Goal
Output as a JSON list of strings the lines from the line containing "Query: frozen fountain" through the end of the rows, with one string per line and blank lines left out.

Excerpted data
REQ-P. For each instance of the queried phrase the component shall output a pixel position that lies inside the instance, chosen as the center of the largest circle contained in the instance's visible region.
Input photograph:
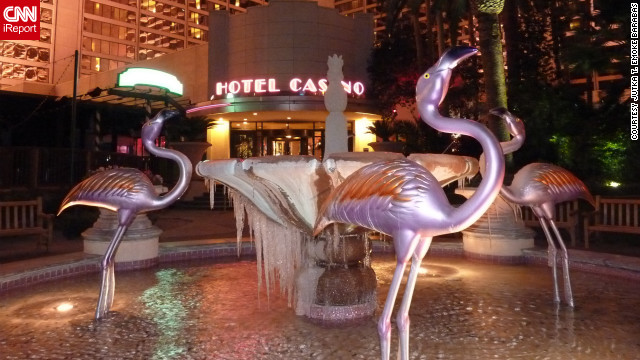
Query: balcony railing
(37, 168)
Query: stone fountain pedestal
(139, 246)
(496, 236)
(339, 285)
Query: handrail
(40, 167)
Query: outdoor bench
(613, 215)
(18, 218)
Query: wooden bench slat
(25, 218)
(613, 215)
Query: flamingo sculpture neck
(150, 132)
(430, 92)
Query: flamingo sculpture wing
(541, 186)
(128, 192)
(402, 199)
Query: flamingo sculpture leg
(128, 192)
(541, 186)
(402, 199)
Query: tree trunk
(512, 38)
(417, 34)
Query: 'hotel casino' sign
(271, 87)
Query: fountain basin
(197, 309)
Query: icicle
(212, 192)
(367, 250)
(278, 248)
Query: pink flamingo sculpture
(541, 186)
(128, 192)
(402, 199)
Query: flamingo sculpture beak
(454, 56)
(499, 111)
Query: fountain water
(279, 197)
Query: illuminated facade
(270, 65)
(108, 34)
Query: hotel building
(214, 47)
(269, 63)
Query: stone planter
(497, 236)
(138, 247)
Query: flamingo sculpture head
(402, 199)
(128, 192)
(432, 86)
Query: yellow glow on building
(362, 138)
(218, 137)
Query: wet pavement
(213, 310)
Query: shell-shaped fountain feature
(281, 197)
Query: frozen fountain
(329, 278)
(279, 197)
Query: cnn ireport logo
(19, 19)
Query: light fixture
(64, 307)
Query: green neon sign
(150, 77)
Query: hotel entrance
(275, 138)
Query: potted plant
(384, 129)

Completed task
[
  "Query: frozen fountain",
  "(329, 278)",
  "(279, 197)",
  "Query: cnn ireport logo",
  "(19, 19)",
  "Query: light fixture",
  "(64, 307)",
  "Query: green neon sign",
  "(150, 77)",
  "Query: hotel entrance",
  "(275, 138)",
  "Query: potted plant",
  "(384, 129)"
]